▸ **LISTED ENTRIES**
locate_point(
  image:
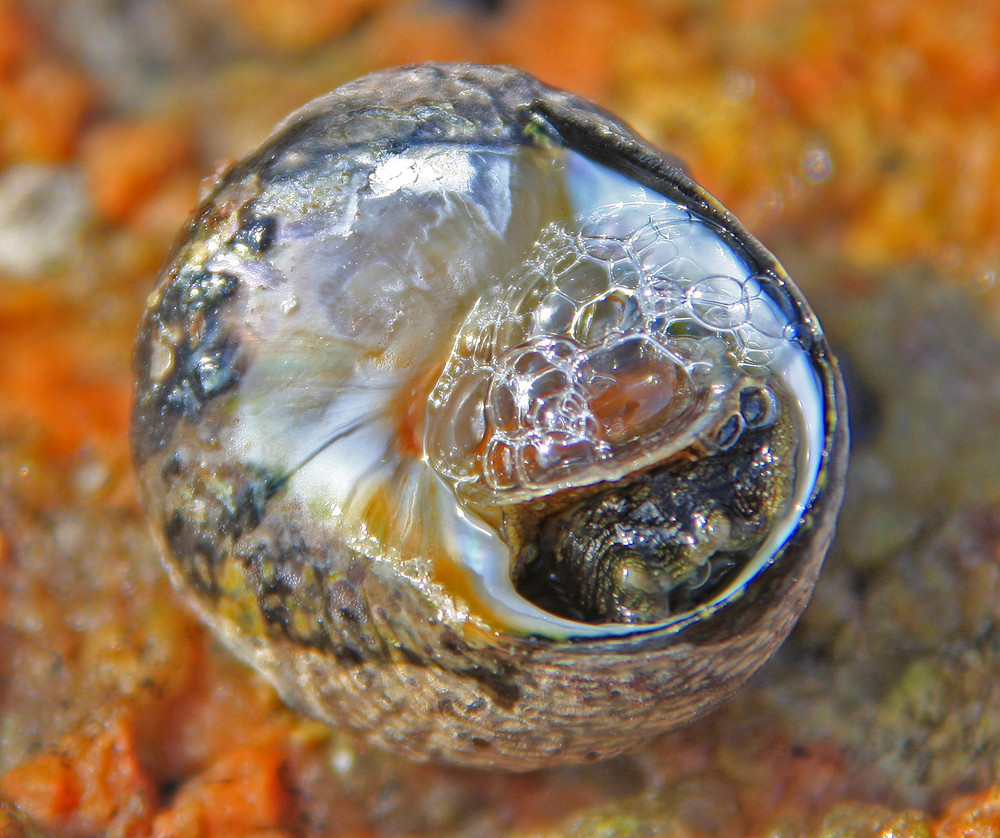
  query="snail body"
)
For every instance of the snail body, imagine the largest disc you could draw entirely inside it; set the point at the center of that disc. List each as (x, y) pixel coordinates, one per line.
(474, 423)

▸ **EXERCISE TASK**
Format the data above as a JSON list of strings, one string per line, with blank lines and the pictures left out.

▸ **RESPONSE TO THIS TASK**
[
  "locate_point(",
  "  image:",
  "  query=\"snail body\"",
  ")",
  "For every instance of the snail body, imagine the largest disc you could draw entirely inside it; set the point at the center of that disc. List each as (x, y) pixel coordinates, one per line.",
  "(474, 423)"
]